● Selected extract:
══════
Purchaser: the potential counter party or counter party of Vendor, being at any rate but not limited to the party to which Vendor invoices the Products.

Article 2: APPLICABILITY
2.1. These General Conditions shall apply to all legal relationships of Vendor acting as potential seller, or seller of the Products. The general terms and conditions used or referred to by Purchaser shall not apply to any legal relationships with Vendor.
2.2. Stipulations deviating from these General Conditions must be made in writing and signed by Vendor and Purchaser.
2.3. Whenever “written” or “in writing” is used in these General Conditions it shall also mean by fax, email, internet or any other electronic medium.

Article 3: CONCLUSION OF CONTRACT, ORDER REQUIREMENTS
3.1. Offers made by Vendor are without engagement, subject to price changes, availability of natural materials and valid for the period referred to in the relevant offer. Any offer made by Vendor shall be regarded as a new and separate offer which shall replace any previous offer or offers made by Vendor.
3.2. Vendor may terminate its negotiations with Purchaser at any time without giving reasons and without having to pay any compensation whatsoever.
══════
● Data section:
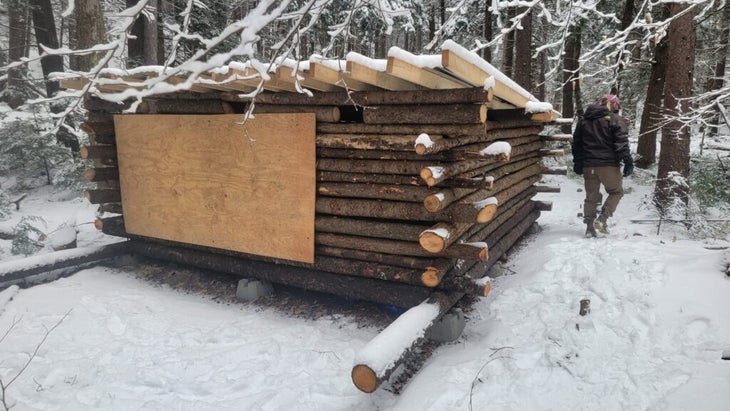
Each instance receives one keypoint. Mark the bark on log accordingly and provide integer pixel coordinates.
══════
● Task instructions:
**a)** Name every means of communication that clause 2.3 of the sales conditions text says is also covered by "written" or "in writing".
**b)** Write the next part of the sales conditions text, picking up after clause 3.2.
The listing is separate material, unrelated to the sales conditions text.

● Answers to the tasks:
**a)** Fax, email, internet, and any other electronic medium.

**b)**
3.3. A contract between Vendor and Purchaser is concluded, if Vendor confirms Purchaser’s order in writing, or if Purchaser accepts and confirms Vendor’s offer in writing and Vendor reconfirms Purchaser’s acceptance and confirmation (the “Contract”). Vendor shall process and confirm orders, provided that Vendor has received: (a) Purchaser’s full details, including but not limited to: company details, contact person, delivery and invoice address and VAT number and (b) (down) payment of the purchase price in accordance with the applicable payment terms.
3.4. Purchaser hereby explicitly releases its right to, as the case may be, rescind or reject or invoke annulment on the basis of article 6:227b paragraphs 1, 4 and 5 of the Dutch Civil Code or article 6:227c paragraphs 2 and 5 of the Dutch Civil Code, if and to the extent that Purchaser acts as a professional party.
3.5. The first order for one or more of the Products placed by Purchaser must have a minimum order value of EUR 2,500 (two thousand five hundred Euro). Any subsequent order for one or more of the Products placed by Purchaser must have a minimum order value of EUR 1,500 (one thousand five hundred Euro). Orders for one or more of the Products which are specially designed, bespoken or custom-made for Purchaser must have a minimum order value of EUR 7,500 (seven thousand five hundred Euro). If the order value of an order for one or more of the Products is less than EUR 1,500 (one thousand five hundred Euro), a fee will be charged of EUR 50 (fifty Euro) per order.
3.6. When Purchaser cancels an order after Vendor’s order confirmation: (a) Vendor shall be entitled to withhold any down payment or payment as a cancellation fee and (b) Purchaser shall reimburse Vendor for the total amount of special designs, bespoken or custom-made Products set forth in the relevant order.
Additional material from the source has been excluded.